[Source start]
News In Brief
Public opinion notwithstanding, an end to the Monica Lewinsky probe is nowhere in sight, legal sources said. Prosecutors have reportedly called Lewinsky back to answer more questions before the grand jury today. She is expected to answer questions prompted by President Clinton's grand-jury testimony and TV confession. Prosecutors are reportedly aiming to send their report to Congress in early September. Meanwhile, the Clinton family arrived on the island of Martha's Vineyard, Mass., for a two-week vacation.
A suspect in the bombing of the US Embassy in Nairobi has given details of a paramilitary network aimed at US interests abroad and orchestrated by Saudi dissident Osama bin Laden, The Washington Post reported. The article quoted notes taken by Pakistani intelligence officials who questioned the man, whom US authorities have identified as Mohammed Sadiq Howaida. He was detained in Pakistan, where he flew from Kenya on the day of the bombing. Howaida was later sent back to Kenya for more questioning.
[Source end]
■ Requirement A ■
Answer these about the news brief, one line each:
(i) When are prosecutors reportedly aiming to send their report to Congress?
(ii) Where did the Clinton family arrive, and for how long a vacation?
(iii) In which country was the embassy bombing suspect detained?
■ Requirement B ■
Retype part of the news brief word for word: begin at the words "News In Brief" and stop after "a two-week vacation.".
■ Requirement C ■
Carry the news brief on past its last sentence.
[Supplied material start]
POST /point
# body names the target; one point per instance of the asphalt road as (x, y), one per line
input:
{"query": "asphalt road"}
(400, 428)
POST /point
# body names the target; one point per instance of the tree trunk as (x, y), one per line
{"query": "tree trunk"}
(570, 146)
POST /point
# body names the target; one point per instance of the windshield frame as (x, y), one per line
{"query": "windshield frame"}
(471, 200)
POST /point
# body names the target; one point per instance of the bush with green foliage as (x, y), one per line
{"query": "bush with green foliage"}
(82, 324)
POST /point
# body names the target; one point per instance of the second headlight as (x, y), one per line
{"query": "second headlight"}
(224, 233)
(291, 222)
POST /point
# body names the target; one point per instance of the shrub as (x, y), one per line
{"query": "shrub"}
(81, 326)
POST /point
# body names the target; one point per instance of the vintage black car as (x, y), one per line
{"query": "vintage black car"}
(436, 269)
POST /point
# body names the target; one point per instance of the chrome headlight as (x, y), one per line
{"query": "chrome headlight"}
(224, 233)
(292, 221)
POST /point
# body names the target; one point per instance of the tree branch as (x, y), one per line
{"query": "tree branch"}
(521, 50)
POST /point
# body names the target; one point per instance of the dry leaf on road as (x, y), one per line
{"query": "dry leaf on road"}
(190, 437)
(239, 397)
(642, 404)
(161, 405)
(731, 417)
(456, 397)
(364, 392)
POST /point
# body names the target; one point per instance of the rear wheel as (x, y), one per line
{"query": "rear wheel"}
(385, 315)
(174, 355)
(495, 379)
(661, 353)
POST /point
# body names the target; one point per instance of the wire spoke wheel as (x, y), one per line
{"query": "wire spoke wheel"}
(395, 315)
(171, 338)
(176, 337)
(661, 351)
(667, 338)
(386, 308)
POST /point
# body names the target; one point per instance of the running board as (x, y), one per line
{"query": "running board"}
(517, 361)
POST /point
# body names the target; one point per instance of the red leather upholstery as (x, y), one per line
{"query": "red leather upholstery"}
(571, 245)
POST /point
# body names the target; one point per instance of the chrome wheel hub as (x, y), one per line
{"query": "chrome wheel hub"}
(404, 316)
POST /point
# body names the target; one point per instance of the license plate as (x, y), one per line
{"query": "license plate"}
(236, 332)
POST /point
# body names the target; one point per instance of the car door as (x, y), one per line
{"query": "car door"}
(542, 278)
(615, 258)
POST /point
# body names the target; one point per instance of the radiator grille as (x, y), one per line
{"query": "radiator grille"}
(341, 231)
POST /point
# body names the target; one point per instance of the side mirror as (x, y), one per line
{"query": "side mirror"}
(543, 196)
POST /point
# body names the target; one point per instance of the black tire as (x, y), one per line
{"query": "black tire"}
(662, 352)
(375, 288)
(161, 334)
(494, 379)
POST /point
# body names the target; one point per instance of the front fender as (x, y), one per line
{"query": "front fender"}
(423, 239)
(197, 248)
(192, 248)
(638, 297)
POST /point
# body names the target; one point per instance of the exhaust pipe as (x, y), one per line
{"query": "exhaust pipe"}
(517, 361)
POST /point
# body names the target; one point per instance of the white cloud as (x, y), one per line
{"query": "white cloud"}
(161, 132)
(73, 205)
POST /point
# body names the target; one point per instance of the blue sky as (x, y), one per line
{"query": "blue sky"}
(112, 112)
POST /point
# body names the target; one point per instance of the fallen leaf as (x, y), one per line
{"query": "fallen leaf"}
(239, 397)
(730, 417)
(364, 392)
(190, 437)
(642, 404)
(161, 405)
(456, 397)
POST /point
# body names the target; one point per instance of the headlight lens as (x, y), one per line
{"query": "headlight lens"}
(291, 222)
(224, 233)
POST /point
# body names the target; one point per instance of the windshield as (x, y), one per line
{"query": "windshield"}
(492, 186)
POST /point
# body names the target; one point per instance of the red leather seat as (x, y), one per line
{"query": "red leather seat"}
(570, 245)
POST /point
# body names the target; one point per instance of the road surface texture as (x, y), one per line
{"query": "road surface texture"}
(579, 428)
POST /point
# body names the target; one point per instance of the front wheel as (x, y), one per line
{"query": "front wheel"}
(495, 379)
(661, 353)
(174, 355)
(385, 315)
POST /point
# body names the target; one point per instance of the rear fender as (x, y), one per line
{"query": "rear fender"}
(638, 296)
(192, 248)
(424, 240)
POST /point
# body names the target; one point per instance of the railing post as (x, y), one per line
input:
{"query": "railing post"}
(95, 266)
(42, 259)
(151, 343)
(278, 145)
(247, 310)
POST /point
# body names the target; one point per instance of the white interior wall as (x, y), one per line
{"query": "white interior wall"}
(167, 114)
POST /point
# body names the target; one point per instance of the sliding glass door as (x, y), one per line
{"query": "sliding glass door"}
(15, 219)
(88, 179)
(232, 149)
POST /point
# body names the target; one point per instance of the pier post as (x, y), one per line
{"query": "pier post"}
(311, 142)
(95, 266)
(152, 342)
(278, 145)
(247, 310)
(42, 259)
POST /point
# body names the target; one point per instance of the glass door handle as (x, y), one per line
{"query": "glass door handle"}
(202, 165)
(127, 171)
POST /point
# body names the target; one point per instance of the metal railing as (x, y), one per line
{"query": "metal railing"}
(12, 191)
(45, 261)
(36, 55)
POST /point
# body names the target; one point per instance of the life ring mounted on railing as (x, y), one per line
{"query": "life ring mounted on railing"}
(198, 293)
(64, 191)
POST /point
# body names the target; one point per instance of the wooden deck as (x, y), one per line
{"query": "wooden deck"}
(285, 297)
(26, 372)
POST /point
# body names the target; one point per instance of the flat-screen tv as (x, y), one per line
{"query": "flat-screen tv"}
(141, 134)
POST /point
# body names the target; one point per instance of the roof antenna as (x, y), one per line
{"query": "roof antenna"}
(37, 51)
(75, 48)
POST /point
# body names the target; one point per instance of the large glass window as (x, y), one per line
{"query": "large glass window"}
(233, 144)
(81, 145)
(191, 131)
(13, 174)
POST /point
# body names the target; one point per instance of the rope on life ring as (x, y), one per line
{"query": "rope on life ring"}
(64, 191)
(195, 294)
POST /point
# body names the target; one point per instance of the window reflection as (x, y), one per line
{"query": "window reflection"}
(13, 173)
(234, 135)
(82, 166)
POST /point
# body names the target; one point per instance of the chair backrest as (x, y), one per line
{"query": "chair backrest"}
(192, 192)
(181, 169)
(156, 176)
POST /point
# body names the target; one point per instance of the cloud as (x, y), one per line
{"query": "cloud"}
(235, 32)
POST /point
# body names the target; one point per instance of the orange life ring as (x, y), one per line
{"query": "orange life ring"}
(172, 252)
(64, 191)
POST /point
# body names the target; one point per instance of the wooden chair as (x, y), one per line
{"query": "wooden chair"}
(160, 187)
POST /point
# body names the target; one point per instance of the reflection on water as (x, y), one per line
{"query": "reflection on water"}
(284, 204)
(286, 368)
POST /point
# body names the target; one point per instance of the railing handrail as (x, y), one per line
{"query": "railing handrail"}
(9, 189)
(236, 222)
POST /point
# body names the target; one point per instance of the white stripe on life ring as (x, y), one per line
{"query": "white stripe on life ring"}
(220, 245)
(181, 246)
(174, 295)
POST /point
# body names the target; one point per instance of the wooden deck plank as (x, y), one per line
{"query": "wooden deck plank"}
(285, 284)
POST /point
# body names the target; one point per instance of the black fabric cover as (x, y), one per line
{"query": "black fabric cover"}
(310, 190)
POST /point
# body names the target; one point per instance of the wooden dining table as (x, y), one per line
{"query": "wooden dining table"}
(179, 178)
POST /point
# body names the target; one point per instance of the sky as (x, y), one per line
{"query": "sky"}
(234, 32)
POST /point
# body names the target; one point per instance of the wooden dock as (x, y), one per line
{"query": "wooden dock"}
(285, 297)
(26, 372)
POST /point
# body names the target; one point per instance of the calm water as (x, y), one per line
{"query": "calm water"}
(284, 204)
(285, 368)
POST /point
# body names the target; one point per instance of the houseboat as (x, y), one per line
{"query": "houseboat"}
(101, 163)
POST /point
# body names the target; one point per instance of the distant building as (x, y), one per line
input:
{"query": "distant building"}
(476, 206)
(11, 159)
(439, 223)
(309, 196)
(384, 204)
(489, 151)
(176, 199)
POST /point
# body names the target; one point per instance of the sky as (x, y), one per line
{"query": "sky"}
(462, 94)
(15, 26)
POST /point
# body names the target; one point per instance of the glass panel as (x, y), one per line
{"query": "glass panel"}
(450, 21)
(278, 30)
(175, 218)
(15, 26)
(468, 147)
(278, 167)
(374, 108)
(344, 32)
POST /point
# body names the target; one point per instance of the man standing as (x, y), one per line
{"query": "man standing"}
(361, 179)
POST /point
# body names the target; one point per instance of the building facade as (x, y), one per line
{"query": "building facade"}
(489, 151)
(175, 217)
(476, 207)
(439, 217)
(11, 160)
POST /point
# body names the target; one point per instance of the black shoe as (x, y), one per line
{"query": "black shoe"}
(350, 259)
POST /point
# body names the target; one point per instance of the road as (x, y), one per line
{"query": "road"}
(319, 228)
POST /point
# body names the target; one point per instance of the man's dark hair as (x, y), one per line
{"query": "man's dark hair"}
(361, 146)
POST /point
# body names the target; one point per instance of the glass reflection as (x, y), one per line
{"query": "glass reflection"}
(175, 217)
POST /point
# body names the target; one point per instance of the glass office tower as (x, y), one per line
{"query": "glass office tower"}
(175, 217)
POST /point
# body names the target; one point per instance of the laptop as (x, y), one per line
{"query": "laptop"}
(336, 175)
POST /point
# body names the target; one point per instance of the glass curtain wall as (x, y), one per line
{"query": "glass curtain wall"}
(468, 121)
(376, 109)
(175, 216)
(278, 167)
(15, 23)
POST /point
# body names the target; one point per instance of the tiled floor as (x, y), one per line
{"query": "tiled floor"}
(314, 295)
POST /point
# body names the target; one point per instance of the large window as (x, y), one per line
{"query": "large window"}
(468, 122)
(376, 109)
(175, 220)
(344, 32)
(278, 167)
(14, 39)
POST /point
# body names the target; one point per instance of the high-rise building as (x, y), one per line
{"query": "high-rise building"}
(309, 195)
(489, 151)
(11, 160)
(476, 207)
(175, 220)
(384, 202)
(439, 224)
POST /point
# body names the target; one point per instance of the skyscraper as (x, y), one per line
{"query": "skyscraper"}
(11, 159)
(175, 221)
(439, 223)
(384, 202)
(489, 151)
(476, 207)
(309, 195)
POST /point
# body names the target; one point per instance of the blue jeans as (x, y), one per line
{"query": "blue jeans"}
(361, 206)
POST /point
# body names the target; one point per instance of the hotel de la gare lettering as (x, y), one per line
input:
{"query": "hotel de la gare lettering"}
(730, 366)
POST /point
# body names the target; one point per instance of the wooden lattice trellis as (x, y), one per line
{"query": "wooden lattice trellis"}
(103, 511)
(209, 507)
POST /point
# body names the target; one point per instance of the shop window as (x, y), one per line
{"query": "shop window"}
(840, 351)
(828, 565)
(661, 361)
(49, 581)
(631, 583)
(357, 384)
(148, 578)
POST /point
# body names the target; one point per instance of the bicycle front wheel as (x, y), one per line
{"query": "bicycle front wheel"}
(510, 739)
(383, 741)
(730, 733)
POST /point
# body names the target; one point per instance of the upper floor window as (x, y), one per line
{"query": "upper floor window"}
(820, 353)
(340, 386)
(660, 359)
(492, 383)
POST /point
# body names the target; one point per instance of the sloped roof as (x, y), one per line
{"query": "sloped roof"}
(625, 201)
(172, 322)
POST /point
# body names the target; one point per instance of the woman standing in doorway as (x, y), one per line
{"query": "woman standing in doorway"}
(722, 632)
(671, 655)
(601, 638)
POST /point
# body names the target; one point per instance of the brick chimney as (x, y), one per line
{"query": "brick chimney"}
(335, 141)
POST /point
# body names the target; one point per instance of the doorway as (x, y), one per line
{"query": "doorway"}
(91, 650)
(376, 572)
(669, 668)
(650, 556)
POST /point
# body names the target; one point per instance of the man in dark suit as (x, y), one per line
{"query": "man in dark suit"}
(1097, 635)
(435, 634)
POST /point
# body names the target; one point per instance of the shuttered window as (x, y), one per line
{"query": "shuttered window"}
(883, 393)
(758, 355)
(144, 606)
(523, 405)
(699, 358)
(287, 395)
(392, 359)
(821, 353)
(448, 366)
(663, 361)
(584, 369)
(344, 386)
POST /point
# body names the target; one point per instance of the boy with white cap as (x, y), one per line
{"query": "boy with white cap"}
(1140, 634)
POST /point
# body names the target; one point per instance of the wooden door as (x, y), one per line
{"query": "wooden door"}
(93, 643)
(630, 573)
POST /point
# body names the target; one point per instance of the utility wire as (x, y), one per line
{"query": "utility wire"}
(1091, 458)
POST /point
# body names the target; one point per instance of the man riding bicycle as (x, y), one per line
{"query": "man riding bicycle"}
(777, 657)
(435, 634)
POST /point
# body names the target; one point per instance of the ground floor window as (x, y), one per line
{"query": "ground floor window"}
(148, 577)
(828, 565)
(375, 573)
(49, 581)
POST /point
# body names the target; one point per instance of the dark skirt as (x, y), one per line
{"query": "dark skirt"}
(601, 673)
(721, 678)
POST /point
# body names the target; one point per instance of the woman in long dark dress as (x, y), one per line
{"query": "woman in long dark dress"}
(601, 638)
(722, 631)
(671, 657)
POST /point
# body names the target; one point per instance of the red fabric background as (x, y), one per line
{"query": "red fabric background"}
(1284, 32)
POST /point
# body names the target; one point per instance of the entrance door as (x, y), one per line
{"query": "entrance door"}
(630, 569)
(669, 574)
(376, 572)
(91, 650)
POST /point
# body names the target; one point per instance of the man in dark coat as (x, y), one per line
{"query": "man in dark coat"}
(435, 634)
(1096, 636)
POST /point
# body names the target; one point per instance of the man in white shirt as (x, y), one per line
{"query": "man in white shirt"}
[Supplied material end]
■ Output A ■
(i) In early September.
(ii) On the island of Martha's Vineyard, Mass., for a two-week vacation.
(iii) Pakistan.

■ Output B ■
News In Brief
Public opinion notwithstanding, an end to the Monica Lewinsky probe is nowhere in sight, legal sources said. Prosecutors have reportedly called Lewinsky back to answer more questions before the grand jury today. She is expected to answer questions prompted by President Clinton's grand-jury testimony and TV confession. Prosecutors are reportedly aiming to send their report to Congress in early September. Meanwhile, the Clinton family arrived on the island of Martha's Vineyard, Mass., for a two-week vacation.

■ Output C ■
About a dozen US embassies have reportedly either shut down or have been unable to provide normal services due to threatening situations in recent days. Local upheavals are the source of much of the problem. But in Pakistan, threats believed to be related to embassy bombings in East Africa prompted the evacuation of some 200 Americans Tuesday and an earlier evacuation in Tirana, Albania. Some 120 heavily armed US marines taking part in NATO exercises in Albania were summoned yesterday to beef up security at the embassy in Tirana.
Attorney General Janet Reno's review of a probe into Democratic campaign fund-raising abuses should be finished by early next week, a spokesman said. Reno has refused to appoint an independent counsel to probe abuses by the Clinton administration and the Democratic Party during the 1996 election campaign, saying there was insufficient evidence of criminal activity. A Republican-led House panel cited Reno for contempt of Congress for refusing to turn over memos recommending independent counsel.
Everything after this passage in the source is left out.